• [EXCERPTED TEXT]:
"""
Two children in South Carolina have been diagnosed with the coronavirus-related pediatric inflammatory syndrome, according to the state’s Department of Health and Environmental Control.
The children are both under the age of 10, DHEC said in a news release Sunday. One is located in the Midlands region in central South Carolina. The other is in the Pee Dee region in the northeastern part of the state.
Multisystem inflammatory syndrome in children, or MIS-C, is a potential complication seen in some children and teenagers following Covid-19 infections or exposure to those with Covid-19.
The US Centers for Disease Control and Prevention issued a health advisory to doctors across the country in May, warning them to be on the lookout for the syndrome. Symptoms include fever, stomach pain, vomiting, a rash and fatigue, according to the CDC.
"""
• [WORK ORDER A]:
In the news report on MIS-C in South Carolina, turn the paragraph beginning "The children are both under the age of 10" into a short list that keeps its main facts.
• [WORK ORDER B]:
Decide whether each statement agrees with the news report on MIS-C in South Carolina. Answer yes or no for each, and quote the words from the report that settle it.
(i) Both children are younger than 10.
(ii) The CDC sent its health advisory to doctors in June.
(iii) One of the children is in the northeastern part of South Carolina.

Referring expression grounding data:
"""
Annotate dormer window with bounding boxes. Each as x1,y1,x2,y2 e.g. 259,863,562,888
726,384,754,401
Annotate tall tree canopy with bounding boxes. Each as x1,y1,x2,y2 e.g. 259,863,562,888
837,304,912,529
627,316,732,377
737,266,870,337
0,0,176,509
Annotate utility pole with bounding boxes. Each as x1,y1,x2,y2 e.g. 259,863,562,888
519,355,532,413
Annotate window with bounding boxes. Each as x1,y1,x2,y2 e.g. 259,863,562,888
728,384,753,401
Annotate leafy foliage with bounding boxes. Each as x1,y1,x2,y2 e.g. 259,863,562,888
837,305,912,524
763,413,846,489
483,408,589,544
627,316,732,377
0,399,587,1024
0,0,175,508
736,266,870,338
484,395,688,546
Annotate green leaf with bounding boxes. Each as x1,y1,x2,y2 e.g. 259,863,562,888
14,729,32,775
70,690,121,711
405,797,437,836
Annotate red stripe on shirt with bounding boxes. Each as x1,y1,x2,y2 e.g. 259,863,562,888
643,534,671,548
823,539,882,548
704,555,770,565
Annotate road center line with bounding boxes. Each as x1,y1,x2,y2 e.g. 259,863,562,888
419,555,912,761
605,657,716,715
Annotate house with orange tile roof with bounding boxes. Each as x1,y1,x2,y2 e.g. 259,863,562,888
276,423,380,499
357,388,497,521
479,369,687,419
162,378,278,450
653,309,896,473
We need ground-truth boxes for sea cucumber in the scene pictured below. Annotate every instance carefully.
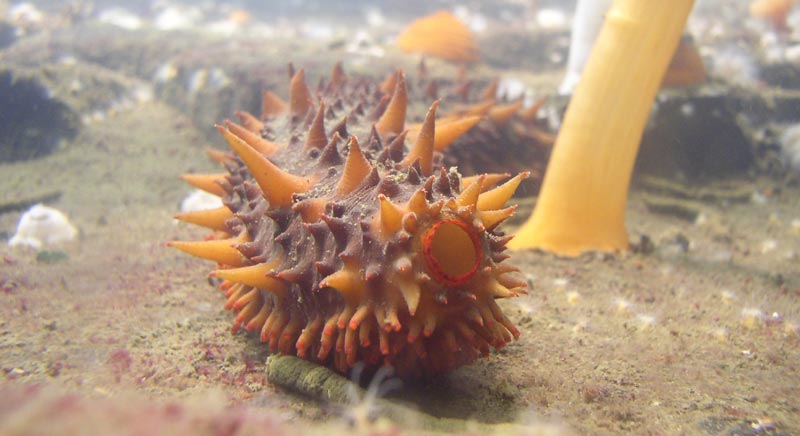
[168,65,527,378]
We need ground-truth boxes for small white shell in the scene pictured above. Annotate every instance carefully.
[8,204,78,249]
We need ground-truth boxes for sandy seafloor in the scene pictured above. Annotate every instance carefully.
[0,1,800,434]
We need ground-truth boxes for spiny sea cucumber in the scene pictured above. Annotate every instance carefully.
[168,65,527,378]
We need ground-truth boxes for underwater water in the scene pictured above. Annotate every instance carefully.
[0,0,800,435]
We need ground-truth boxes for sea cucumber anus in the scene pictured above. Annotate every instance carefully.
[168,66,527,378]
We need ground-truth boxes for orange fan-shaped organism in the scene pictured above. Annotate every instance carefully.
[397,10,478,62]
[750,0,797,30]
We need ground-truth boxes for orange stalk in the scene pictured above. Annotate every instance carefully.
[509,0,694,256]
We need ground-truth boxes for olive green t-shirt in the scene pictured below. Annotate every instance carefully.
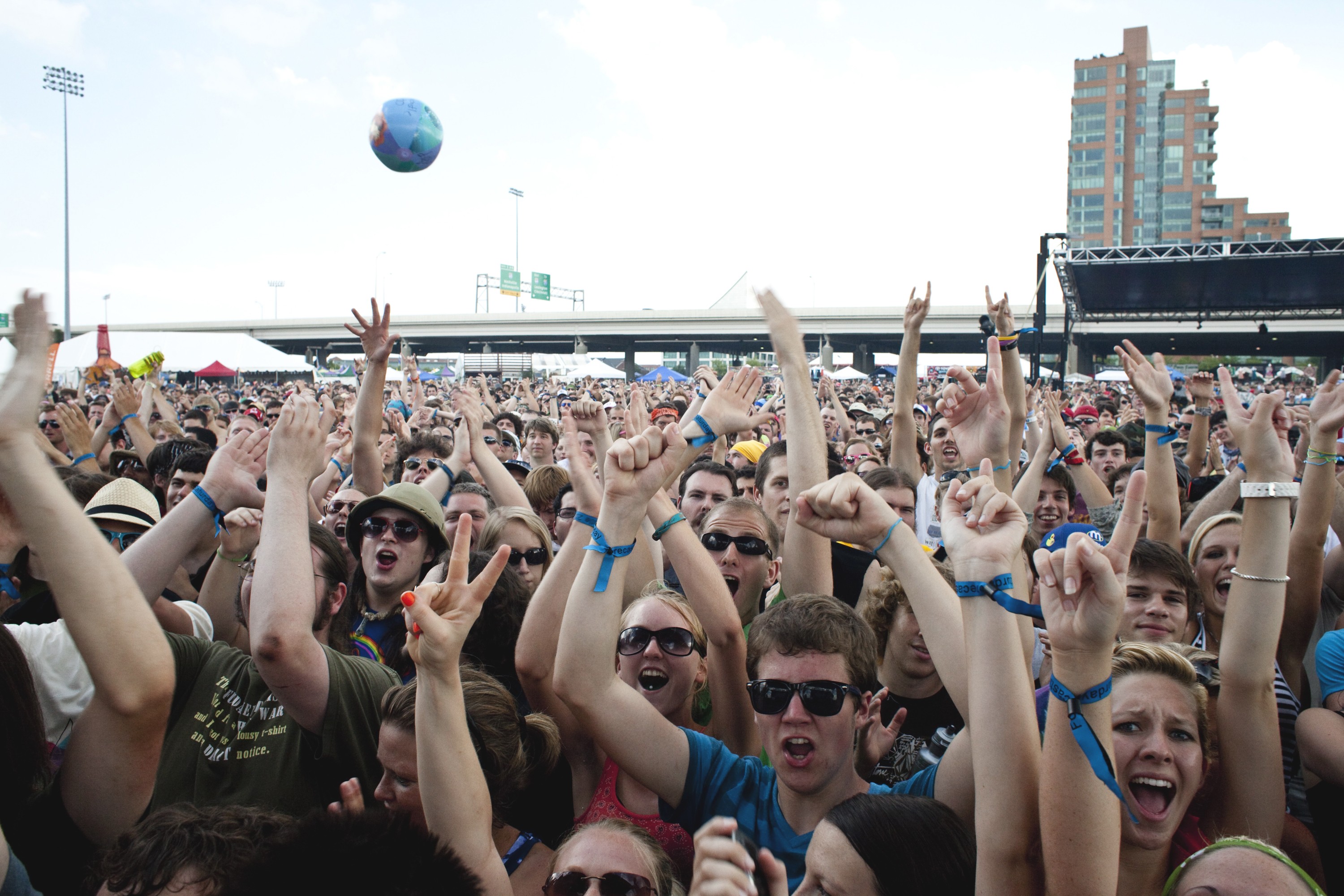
[149,634,399,815]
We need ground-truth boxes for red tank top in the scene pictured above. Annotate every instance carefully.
[574,758,695,884]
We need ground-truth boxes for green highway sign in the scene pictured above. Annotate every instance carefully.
[532,271,551,302]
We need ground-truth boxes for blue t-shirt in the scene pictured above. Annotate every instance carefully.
[659,728,938,892]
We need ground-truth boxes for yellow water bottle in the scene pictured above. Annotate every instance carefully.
[130,352,164,379]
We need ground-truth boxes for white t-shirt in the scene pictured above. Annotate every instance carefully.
[915,474,942,548]
[5,600,215,747]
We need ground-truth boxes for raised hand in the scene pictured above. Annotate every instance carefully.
[0,289,51,441]
[1116,339,1176,422]
[402,513,509,674]
[902,281,933,333]
[938,458,1027,571]
[687,367,770,435]
[798,473,900,545]
[985,286,1017,337]
[345,298,402,364]
[1218,367,1293,482]
[938,337,1009,466]
[602,426,685,514]
[1035,470,1148,657]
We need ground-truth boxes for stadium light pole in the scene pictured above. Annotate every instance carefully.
[42,66,83,339]
[266,280,285,321]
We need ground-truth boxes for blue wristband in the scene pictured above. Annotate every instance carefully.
[1144,423,1180,445]
[191,485,228,538]
[691,414,719,448]
[574,526,634,591]
[872,516,905,553]
[1050,674,1138,825]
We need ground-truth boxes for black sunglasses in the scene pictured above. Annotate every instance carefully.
[98,526,144,551]
[747,678,863,716]
[508,548,546,567]
[616,626,704,657]
[542,870,657,896]
[359,516,421,544]
[700,532,774,557]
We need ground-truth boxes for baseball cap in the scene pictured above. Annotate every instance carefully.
[344,479,448,557]
[85,477,160,529]
[1040,522,1106,552]
[728,439,765,463]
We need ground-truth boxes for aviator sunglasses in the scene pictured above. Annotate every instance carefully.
[747,678,863,716]
[616,626,704,657]
[542,870,657,896]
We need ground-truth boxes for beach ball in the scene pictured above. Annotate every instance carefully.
[368,98,444,172]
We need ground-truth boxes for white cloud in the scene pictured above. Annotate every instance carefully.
[817,0,844,22]
[370,0,406,22]
[211,0,321,47]
[0,0,89,50]
[274,67,343,106]
[196,56,257,99]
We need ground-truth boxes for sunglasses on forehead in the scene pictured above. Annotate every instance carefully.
[700,532,774,557]
[616,626,704,657]
[747,678,863,716]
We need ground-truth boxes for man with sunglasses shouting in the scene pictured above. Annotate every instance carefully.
[554,371,933,887]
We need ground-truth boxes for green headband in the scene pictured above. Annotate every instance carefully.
[1163,837,1325,896]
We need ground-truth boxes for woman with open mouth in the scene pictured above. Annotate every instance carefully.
[1036,370,1322,896]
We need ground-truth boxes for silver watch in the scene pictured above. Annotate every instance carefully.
[1242,482,1301,498]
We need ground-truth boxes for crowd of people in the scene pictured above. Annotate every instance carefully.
[0,290,1344,896]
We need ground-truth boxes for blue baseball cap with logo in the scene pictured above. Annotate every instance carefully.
[1040,522,1106,551]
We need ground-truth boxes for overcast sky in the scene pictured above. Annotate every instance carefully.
[0,0,1344,324]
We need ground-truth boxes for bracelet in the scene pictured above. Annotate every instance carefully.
[1232,567,1292,584]
[1242,482,1302,498]
[583,525,634,591]
[653,510,685,541]
[1050,673,1138,825]
[191,485,228,538]
[1144,423,1180,445]
[691,414,719,448]
[957,572,1046,619]
[215,545,247,565]
[872,516,905,553]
"""
• [RESPONSE A]:
- Both children are under 10 years old.
- DHEC announced this in a news release on Sunday.
- One child is in the Midlands region in central South Carolina.
- The other child is in the Pee Dee region in the northeastern part of the state.

• [RESPONSE B]:
(i) Yes: "The children are both under the age of 10"
(ii) No: "issued a health advisory to doctors across the country in May"
(iii) Yes: "The other is in the Pee Dee region in the northeastern part of the state."